Repeat exactly every line that comes at or after the line containing "POST /point", through the end of the entries below.

** Records provided follows **

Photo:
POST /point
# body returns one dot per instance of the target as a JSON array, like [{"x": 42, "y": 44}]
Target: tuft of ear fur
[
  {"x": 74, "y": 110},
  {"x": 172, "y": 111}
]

** End of Records provided **

Solved exercise:
POST /point
# body returns one dot per instance of the target as a JSON array, like [{"x": 42, "y": 44}]
Target: tuft of ear fur
[
  {"x": 74, "y": 110},
  {"x": 172, "y": 111}
]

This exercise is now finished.